**INSTRUCTIONS FOR THE TASK**
Could you rewrite the lines below, renaming each "innermost point" to "central point" and keeping everything else the same?

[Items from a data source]
━━━━━━━━
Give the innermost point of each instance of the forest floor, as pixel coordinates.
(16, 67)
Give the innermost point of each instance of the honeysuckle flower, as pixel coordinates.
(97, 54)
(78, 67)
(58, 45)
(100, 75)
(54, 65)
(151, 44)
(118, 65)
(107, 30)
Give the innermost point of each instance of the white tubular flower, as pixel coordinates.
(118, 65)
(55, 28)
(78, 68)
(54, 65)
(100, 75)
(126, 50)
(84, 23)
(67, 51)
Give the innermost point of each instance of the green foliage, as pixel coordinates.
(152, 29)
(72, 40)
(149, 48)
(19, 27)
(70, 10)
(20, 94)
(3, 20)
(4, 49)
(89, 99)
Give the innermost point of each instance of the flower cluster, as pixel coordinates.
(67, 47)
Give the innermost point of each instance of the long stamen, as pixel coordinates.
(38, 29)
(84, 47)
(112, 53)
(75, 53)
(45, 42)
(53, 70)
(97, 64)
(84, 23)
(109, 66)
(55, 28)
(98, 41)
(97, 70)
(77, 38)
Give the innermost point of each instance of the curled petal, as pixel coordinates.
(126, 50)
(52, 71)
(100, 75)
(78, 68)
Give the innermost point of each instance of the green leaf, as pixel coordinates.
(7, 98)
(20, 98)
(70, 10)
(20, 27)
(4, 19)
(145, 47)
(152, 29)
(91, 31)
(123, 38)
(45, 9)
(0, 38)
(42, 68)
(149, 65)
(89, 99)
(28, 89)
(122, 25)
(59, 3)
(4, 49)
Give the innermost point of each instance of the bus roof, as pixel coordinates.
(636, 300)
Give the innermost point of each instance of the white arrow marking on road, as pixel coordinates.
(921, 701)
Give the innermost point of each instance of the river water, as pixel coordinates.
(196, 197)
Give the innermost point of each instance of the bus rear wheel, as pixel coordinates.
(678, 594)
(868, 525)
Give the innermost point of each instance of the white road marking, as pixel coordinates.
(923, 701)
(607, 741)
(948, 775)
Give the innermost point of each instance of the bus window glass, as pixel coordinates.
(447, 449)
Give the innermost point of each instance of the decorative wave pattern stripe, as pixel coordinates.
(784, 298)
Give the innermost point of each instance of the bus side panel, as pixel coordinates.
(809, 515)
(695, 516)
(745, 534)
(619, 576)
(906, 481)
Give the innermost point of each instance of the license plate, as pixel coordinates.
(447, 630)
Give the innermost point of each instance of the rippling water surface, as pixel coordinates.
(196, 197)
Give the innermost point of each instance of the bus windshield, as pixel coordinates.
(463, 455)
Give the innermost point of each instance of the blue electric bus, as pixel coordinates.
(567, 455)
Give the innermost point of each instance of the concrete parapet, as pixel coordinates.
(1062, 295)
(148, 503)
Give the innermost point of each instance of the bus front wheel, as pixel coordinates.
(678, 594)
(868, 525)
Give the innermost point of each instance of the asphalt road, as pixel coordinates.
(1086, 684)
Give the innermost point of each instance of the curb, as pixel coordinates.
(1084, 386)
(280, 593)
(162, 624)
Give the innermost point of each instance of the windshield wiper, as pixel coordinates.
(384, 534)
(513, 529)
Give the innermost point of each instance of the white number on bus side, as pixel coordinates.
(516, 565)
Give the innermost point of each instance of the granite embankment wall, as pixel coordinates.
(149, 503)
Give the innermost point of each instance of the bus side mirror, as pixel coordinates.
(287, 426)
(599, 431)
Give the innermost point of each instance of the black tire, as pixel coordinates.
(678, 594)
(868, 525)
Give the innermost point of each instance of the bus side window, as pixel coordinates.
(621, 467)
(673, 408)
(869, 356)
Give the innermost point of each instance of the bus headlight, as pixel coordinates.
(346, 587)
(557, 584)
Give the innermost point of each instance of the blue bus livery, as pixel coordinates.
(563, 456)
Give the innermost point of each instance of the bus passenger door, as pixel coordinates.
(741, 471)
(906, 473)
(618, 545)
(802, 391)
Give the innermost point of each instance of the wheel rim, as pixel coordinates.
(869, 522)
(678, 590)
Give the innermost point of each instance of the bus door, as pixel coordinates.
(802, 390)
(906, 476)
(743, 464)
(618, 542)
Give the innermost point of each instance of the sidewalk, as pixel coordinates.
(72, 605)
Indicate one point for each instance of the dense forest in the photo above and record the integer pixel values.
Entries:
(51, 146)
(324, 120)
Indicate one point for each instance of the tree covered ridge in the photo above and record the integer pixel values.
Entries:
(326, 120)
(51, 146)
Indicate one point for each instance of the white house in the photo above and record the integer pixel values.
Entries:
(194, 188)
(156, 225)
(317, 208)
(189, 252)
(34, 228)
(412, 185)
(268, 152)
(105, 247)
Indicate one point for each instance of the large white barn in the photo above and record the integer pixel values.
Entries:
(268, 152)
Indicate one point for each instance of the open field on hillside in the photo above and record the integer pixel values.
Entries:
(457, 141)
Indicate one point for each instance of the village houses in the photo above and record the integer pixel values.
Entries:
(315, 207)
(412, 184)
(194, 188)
━━━━━━━━
**RESULT OF THIS EXERCISE**
Give the central point of each instance of the forest floor, as pixel coordinates.
(16, 67)
Give the central point of each instance of the honeysuckle flower, as pixel coordinates.
(97, 54)
(78, 67)
(58, 45)
(100, 75)
(54, 65)
(151, 44)
(118, 65)
(107, 30)
Give the central point of each instance of the white tubular flower, as pixel coordinates.
(118, 65)
(55, 28)
(78, 68)
(54, 65)
(100, 75)
(126, 50)
(84, 23)
(67, 51)
Give the central point of each instance of the green foliage, as pixel coordinates.
(152, 29)
(72, 40)
(149, 48)
(19, 27)
(70, 10)
(20, 94)
(3, 20)
(4, 49)
(89, 99)
Give the central point of each instance of the flower cluster, as pixel coordinates.
(67, 47)
Give the central point of each instance of the long stamen, as pixel coordinates.
(38, 29)
(84, 47)
(112, 53)
(75, 53)
(45, 42)
(53, 70)
(97, 64)
(84, 23)
(109, 66)
(55, 28)
(98, 41)
(97, 70)
(77, 38)
Give the central point of each instance of the curled petal, as pixel coordinates.
(126, 50)
(52, 71)
(100, 75)
(78, 68)
Give the central point of each instance of the green leaf, as pixel coordinates.
(7, 98)
(20, 98)
(70, 10)
(20, 27)
(4, 19)
(145, 47)
(152, 29)
(91, 31)
(123, 38)
(45, 9)
(0, 38)
(42, 68)
(149, 65)
(89, 99)
(28, 89)
(122, 25)
(59, 3)
(4, 49)
Give the central point of each instance of the bus roof, as pixel coordinates.
(636, 300)
Give the central point of each instance of the white arrow marking on road, as pixel coordinates.
(921, 701)
Give the central point of each instance of the river water, as pixel coordinates.
(196, 197)
Give the central point of each instance of the bus rear wheel, as pixel coordinates.
(678, 594)
(868, 525)
Give the central point of each instance of the white road marking, as pixel coordinates.
(923, 701)
(607, 741)
(948, 775)
Give the central point of each instance of the bus window glass, as pixel coordinates.
(447, 449)
Give the central point of each instance of the decorative wave pattern stripe, as pixel coordinates.
(784, 298)
Give the central point of each instance of the bus side panel, as pixel coordinates.
(809, 515)
(695, 516)
(745, 534)
(619, 576)
(906, 481)
Give the central point of each instance of the license plate, as pixel coordinates.
(447, 630)
Give the central point of each instance of the rippling water surface, as pixel coordinates.
(196, 197)
Give the central point of each instance of the bus windshield, as pixel coordinates.
(463, 455)
Give the central point of each instance of the blue electric bus, as pixel coordinates.
(567, 455)
Give the central point of each instance of the concrete parapet, as pixel coordinates.
(1062, 295)
(148, 503)
Give the central point of each instance of the bus front wheel, as pixel coordinates.
(678, 594)
(868, 525)
Give the central point of each instance of the asphalt road, as pixel coordinates.
(1086, 684)
Give the central point of each instance of the curb, as pixel coordinates.
(1084, 386)
(280, 593)
(162, 624)
Give the central point of each instance of the windshield wiper, as pixel coordinates.
(384, 534)
(513, 529)
Give the central point of each instance of the white number on bus side, as pixel coordinates.
(516, 565)
Give the central point of each instance of the granite embankment wall, as pixel coordinates.
(149, 503)
Give the central point of each instance of the bus side mirror, as pixel coordinates.
(287, 426)
(599, 431)
Give the central point of each instance of the black tire, as pixel coordinates.
(678, 594)
(868, 525)
Give the central point of each instance of the bus side window, as pixel coordinates.
(621, 467)
(673, 408)
(869, 356)
Give the central point of each instance of the bus headlight, as pixel coordinates.
(346, 587)
(557, 584)
Give the central point of each instance of the blue bus livery, as pixel coordinates.
(563, 456)
Give the central point of each instance of the bus passenger door, as pixel coordinates.
(741, 471)
(906, 473)
(618, 545)
(802, 391)
Give the central point of each instance of the wheel rim, as pixel coordinates.
(869, 522)
(678, 590)
Give the central point of each instance of the bus door, as pixel coordinates.
(802, 390)
(906, 476)
(743, 464)
(618, 542)
Give the central point of each instance of the sidewalk, as pixel coordinates.
(72, 605)
Indicate one point for each instance of the dense forest in the photo above and record the integer pixel values.
Entries:
(51, 146)
(324, 120)
Indicate one point for each instance of the tree covered ridge in the photo above and record the integer pixel values.
Entries:
(326, 120)
(51, 146)
Indicate one point for each instance of the white house in the photo above and record the integer pixel values.
Entries:
(194, 188)
(156, 225)
(317, 208)
(189, 252)
(34, 228)
(412, 185)
(268, 152)
(105, 247)
Indicate one point for each instance of the large white barn in the photo above and record the integer pixel values.
Entries:
(268, 152)
Indicate one point for each instance of the open field on hillside in the photo above and record the integer pixel values.
Entries:
(457, 141)
Indicate one point for each instance of the village houses in the photo above and record the integer pixel values.
Entries:
(315, 207)
(412, 184)
(194, 188)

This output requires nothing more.